TASK REQUIREMENTS: Everything from the line containing "949L738 967L747 970L749" through the last line of the data below must be copied exactly, with no other lines included.

● ● ● ● ●

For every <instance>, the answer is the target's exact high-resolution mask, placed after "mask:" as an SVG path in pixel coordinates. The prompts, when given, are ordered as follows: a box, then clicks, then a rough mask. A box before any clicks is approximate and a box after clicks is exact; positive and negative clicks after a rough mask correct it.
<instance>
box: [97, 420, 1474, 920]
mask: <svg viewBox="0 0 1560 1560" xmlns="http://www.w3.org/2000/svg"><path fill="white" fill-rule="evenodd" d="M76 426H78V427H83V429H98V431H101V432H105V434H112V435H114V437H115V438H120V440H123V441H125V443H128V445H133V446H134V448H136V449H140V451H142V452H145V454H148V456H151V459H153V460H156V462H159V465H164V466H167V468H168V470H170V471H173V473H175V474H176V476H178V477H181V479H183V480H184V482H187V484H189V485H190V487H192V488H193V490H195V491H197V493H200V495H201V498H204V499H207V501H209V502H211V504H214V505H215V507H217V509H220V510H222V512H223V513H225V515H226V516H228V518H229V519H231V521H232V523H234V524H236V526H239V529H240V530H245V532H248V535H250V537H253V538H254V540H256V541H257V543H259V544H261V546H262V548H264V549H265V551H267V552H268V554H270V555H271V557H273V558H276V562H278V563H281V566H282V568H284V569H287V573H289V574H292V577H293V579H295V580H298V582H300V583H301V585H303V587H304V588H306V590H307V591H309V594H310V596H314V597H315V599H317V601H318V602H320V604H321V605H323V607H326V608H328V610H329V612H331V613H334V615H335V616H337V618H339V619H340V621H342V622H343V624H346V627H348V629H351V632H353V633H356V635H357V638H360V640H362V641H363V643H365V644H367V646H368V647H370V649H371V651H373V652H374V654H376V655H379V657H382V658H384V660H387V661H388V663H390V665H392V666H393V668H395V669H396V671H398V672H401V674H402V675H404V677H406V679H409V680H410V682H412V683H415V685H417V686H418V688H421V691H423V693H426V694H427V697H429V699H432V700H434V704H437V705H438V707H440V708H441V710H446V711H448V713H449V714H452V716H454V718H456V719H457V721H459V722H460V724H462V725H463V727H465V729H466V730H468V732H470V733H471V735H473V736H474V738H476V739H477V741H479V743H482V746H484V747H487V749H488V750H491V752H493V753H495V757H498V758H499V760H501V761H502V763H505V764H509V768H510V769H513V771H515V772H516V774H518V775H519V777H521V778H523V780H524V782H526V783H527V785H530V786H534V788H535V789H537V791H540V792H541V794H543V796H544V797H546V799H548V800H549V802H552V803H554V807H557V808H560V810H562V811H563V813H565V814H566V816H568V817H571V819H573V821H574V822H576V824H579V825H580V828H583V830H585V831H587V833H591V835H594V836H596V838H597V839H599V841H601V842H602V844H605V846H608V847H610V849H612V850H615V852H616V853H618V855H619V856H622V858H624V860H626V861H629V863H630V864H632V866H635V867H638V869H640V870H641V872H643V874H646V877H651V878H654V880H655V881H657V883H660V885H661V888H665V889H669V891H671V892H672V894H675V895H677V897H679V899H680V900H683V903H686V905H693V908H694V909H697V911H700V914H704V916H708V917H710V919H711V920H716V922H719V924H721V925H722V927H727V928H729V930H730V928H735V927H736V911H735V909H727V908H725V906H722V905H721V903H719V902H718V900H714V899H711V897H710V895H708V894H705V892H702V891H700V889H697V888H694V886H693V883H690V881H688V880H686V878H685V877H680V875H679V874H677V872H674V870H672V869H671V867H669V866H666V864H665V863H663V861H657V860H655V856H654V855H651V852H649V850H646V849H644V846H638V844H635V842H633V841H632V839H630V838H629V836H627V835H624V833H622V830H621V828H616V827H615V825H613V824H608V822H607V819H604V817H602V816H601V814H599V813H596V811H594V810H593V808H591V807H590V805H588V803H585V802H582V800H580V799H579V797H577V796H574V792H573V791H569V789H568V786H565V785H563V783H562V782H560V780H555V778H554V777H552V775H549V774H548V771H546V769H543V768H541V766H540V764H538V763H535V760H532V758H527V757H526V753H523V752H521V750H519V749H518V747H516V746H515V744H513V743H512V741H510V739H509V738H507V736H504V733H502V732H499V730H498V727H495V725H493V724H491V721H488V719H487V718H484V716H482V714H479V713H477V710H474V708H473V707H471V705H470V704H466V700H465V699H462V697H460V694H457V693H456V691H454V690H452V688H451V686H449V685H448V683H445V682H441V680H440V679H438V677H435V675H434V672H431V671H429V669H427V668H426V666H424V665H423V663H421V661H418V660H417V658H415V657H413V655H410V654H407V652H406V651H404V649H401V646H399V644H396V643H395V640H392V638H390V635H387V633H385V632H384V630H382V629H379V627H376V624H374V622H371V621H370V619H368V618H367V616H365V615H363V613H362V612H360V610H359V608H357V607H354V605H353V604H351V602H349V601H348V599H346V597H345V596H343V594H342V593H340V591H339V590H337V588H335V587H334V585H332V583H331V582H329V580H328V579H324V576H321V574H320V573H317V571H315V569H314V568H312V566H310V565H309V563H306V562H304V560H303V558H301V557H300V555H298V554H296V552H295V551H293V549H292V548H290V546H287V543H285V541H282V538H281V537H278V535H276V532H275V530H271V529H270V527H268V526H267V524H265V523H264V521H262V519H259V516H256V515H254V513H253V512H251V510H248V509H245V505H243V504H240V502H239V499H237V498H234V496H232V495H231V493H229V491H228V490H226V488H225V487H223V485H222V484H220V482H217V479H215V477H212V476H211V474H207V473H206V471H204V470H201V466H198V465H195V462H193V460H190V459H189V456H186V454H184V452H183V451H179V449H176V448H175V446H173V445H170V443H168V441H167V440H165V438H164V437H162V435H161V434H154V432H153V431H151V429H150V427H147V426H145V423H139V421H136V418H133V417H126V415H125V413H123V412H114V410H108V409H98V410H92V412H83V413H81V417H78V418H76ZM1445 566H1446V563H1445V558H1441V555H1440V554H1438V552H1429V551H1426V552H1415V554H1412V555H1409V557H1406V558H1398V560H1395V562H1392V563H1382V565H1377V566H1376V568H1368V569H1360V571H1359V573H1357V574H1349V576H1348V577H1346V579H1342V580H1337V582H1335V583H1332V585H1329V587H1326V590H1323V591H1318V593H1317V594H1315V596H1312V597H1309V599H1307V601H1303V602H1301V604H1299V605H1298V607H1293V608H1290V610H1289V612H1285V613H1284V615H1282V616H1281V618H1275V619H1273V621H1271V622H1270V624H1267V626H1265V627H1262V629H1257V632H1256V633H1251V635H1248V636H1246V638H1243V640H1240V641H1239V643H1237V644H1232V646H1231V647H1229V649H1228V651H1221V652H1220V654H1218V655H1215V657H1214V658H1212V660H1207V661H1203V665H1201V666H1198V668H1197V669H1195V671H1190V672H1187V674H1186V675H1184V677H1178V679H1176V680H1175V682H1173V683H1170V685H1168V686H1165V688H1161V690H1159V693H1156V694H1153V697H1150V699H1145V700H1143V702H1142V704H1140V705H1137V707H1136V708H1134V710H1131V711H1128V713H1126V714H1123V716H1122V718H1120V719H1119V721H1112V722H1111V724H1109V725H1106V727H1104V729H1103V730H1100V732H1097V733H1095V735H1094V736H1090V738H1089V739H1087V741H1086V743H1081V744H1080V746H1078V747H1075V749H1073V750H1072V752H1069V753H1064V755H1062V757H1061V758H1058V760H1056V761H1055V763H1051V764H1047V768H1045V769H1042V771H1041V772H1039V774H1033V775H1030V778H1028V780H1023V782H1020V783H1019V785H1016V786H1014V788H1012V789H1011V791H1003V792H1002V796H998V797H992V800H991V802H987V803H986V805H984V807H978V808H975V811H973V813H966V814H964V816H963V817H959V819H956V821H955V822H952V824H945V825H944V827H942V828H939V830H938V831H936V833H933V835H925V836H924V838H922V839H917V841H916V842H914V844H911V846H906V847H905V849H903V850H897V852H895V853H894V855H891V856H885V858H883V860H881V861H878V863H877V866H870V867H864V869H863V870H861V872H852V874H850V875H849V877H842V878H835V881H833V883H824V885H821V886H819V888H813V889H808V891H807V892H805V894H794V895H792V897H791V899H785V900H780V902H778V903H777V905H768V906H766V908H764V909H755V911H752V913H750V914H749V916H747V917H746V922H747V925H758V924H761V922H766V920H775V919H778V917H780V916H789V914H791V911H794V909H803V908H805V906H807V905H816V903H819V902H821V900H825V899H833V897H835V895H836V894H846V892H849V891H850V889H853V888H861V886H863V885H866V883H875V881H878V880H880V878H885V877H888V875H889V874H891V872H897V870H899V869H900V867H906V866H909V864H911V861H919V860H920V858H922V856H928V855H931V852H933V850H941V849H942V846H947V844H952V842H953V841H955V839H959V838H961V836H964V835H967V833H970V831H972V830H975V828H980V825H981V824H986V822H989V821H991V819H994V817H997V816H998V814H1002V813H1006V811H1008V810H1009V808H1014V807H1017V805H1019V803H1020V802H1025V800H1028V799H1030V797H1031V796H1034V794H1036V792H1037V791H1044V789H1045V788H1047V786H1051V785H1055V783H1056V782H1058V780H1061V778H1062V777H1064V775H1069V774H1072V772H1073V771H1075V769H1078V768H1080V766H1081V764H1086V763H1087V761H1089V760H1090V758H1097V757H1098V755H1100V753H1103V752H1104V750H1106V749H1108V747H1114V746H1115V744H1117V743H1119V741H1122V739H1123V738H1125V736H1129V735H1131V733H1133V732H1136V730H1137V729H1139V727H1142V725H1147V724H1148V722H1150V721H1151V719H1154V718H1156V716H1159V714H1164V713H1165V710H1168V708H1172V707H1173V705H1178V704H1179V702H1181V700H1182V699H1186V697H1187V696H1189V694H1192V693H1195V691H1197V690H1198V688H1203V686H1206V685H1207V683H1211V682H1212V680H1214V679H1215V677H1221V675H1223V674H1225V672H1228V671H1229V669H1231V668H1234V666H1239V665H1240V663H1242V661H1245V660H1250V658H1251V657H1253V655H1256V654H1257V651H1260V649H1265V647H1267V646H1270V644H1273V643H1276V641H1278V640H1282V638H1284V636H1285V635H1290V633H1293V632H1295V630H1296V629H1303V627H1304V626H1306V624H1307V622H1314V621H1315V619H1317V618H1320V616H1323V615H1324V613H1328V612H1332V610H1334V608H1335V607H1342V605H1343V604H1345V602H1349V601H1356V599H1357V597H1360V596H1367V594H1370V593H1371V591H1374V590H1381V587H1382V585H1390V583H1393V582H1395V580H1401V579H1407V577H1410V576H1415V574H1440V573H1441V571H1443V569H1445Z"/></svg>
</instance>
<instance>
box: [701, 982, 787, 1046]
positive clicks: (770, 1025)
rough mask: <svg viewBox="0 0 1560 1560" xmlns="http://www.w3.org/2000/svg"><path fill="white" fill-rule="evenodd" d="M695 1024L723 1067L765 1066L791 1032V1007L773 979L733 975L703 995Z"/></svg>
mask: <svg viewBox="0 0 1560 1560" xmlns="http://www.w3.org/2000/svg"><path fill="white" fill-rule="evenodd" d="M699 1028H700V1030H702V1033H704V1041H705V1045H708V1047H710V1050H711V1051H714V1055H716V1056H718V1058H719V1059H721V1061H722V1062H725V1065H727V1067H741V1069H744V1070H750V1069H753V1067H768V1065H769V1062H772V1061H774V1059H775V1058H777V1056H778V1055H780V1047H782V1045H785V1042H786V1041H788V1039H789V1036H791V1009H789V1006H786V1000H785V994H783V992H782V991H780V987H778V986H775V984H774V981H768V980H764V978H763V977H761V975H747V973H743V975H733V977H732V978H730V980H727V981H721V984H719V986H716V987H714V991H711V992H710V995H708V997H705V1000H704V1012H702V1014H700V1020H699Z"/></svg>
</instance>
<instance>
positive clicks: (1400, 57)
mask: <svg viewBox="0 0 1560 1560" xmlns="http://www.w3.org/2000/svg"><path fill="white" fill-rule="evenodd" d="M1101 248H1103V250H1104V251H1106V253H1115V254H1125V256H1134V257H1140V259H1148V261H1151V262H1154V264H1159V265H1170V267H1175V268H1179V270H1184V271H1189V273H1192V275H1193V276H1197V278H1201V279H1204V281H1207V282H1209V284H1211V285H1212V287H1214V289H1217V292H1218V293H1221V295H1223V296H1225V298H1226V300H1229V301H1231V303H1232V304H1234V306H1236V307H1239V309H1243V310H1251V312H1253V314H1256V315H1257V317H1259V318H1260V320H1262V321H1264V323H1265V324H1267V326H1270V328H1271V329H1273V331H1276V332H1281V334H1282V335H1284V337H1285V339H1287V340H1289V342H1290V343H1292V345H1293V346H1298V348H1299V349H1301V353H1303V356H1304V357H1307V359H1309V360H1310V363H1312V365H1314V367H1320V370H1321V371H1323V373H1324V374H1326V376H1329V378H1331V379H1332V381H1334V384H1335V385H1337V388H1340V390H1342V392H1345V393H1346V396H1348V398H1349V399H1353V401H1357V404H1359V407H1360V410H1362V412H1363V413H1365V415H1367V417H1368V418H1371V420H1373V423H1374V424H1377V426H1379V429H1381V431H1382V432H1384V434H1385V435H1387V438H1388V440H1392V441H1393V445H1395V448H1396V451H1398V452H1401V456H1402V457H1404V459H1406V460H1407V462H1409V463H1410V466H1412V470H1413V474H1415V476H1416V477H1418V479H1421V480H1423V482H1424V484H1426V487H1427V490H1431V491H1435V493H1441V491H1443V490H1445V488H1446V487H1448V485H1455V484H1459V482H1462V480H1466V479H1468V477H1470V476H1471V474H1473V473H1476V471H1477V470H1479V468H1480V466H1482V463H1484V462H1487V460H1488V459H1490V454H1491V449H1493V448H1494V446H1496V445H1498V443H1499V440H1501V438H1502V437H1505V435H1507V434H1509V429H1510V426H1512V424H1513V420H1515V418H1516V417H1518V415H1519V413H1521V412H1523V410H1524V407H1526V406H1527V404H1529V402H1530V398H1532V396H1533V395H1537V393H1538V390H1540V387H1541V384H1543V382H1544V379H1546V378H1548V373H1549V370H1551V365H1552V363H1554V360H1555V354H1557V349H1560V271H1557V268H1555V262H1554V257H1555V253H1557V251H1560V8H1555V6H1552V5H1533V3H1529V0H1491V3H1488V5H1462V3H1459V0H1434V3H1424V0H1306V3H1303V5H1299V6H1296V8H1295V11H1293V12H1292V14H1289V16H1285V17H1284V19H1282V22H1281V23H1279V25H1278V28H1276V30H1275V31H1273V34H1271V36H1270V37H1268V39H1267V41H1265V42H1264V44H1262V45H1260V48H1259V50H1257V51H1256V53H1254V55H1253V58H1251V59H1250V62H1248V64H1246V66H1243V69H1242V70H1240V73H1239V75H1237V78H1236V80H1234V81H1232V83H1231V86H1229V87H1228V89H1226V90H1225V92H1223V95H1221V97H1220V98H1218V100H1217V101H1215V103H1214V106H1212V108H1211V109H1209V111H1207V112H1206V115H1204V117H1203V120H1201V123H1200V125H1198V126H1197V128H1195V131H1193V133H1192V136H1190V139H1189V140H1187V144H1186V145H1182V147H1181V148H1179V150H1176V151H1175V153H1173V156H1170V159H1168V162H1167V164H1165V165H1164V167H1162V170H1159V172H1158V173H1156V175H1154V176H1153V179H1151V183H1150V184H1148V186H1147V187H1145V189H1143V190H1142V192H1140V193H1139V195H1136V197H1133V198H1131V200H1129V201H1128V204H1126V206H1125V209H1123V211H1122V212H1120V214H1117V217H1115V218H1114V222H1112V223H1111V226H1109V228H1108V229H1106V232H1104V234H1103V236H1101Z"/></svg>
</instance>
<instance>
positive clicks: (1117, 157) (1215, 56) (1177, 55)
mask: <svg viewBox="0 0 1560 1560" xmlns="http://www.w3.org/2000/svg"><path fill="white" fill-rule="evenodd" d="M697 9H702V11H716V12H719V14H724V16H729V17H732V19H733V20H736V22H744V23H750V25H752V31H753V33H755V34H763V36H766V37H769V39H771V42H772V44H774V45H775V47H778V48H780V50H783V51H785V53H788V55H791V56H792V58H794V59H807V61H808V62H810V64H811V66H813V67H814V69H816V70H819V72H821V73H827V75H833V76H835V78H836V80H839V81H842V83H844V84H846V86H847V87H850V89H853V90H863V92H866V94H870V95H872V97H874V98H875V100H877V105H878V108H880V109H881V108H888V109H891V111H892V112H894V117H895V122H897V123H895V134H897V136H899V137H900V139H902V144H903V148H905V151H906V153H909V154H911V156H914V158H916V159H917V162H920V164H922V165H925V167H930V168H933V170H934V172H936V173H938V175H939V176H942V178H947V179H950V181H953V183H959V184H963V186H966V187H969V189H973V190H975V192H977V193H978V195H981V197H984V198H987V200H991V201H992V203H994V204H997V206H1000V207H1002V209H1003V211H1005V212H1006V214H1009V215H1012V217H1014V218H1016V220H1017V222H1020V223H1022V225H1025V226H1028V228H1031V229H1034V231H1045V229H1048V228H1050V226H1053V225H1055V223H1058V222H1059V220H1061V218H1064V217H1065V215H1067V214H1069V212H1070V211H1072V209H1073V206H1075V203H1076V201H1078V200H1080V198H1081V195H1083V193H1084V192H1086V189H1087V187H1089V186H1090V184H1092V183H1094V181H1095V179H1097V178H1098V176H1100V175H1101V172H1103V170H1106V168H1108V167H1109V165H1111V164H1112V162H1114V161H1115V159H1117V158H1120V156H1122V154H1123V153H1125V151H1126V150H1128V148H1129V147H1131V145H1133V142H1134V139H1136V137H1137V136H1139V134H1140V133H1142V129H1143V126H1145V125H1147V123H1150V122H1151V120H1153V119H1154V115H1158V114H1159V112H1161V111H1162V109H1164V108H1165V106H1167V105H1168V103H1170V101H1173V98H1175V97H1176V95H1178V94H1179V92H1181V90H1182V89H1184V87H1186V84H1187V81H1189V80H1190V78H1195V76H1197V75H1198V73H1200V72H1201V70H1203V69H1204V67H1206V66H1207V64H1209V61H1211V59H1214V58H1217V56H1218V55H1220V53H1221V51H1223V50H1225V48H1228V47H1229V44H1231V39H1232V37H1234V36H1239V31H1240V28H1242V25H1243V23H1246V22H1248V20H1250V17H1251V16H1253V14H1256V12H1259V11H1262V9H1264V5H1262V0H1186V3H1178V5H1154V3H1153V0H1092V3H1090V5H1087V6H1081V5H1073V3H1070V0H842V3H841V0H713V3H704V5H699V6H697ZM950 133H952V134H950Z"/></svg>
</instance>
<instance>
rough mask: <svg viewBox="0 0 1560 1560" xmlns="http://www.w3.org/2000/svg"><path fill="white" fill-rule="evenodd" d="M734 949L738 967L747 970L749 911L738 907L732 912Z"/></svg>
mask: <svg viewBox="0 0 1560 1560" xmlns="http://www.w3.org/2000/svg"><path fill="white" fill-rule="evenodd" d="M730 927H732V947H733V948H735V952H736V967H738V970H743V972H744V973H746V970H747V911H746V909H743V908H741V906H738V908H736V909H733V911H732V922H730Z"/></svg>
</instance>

● ● ● ● ●

EXPECTED OUTPUT:
rough mask: <svg viewBox="0 0 1560 1560" xmlns="http://www.w3.org/2000/svg"><path fill="white" fill-rule="evenodd" d="M734 949L738 967L747 970L749 911L738 907L732 912Z"/></svg>
mask: <svg viewBox="0 0 1560 1560" xmlns="http://www.w3.org/2000/svg"><path fill="white" fill-rule="evenodd" d="M730 927H732V947H733V948H735V952H736V967H738V970H743V972H744V973H746V970H747V911H746V909H743V908H741V906H738V908H736V909H733V911H732V922H730Z"/></svg>
</instance>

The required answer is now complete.